[Start of Attachment]
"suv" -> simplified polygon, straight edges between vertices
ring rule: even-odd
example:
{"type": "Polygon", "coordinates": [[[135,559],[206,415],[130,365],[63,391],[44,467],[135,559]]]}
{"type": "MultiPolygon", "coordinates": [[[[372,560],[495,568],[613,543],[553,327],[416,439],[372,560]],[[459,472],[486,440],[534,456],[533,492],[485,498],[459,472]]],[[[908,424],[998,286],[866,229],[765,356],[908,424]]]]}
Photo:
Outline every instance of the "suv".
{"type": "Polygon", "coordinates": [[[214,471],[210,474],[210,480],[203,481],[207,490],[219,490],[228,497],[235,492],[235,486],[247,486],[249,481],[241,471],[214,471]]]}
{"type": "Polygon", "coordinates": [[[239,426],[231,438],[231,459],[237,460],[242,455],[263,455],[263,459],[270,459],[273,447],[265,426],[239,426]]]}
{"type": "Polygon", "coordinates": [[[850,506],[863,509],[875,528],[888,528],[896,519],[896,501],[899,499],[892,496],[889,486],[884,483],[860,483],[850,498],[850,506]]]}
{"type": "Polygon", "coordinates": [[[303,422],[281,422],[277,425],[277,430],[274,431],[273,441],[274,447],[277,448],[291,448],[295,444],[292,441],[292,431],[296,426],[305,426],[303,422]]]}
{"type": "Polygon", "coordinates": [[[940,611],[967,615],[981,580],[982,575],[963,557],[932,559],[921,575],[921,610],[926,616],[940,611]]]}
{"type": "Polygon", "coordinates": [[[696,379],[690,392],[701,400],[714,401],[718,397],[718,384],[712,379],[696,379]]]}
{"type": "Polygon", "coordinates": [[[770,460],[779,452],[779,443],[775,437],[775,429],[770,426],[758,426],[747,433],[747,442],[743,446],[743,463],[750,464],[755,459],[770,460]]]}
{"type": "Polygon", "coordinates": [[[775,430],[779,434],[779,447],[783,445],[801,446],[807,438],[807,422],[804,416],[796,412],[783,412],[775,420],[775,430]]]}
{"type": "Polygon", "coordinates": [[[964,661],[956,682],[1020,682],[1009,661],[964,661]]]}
[End of Attachment]
[Start of Attachment]
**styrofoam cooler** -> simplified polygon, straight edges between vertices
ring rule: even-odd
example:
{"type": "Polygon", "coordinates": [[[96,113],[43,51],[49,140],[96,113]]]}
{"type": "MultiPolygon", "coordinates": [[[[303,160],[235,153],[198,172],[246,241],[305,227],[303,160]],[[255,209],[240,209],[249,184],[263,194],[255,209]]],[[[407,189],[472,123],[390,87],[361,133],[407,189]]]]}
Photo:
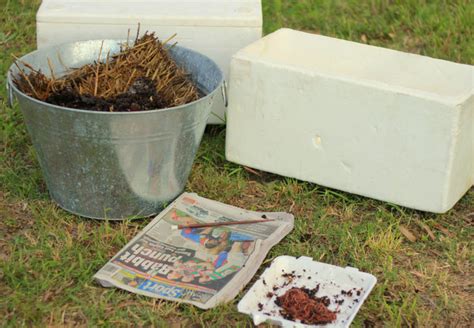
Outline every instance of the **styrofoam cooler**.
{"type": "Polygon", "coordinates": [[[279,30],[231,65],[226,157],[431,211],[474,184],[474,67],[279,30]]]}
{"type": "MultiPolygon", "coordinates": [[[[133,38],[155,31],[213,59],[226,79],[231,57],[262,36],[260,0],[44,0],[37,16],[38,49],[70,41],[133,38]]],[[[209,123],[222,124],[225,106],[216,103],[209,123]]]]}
[End of Attachment]
▶ [Assignment]: Number of lines containing the word "straight" in the listing: state it, and add no other text.

▶ [Answer to this problem]: 2